> **Directions for this task**:
Please change "marker" to "dot" in the entries from the line containing "One keypoint belongs on each instance. Annotate the chartreuse" through the end of the entries. Give those lines again with nothing else altered.

Collection entries
★ ★ ★ ★ ★

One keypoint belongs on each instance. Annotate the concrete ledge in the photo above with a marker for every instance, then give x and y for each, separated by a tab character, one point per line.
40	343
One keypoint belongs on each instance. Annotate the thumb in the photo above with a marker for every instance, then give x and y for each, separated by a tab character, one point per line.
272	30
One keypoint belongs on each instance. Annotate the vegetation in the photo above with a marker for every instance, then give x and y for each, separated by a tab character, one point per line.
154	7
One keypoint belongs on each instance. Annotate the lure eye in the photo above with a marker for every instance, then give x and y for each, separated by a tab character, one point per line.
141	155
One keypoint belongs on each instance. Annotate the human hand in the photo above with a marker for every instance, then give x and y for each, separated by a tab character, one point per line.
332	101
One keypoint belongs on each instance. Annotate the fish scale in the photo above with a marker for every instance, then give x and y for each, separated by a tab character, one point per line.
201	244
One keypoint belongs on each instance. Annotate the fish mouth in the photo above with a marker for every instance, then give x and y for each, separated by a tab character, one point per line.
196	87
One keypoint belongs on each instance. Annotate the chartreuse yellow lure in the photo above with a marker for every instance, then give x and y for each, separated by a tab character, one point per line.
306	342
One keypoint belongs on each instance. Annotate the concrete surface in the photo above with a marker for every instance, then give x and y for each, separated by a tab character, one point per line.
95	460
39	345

★ ★ ★ ★ ★

> **Solved problem**:
One keypoint belongs on each instance. Annotate the chartreuse yellow lure in the photo above with a dot for every instance, then give x and y for each, separated by a tab character, one point per line.
306	342
One keypoint belongs on each instance. Annotate the concrete surface in the photo above with a dot for every instance, then give x and y for each, separated by a tab character, one point per line.
95	460
39	345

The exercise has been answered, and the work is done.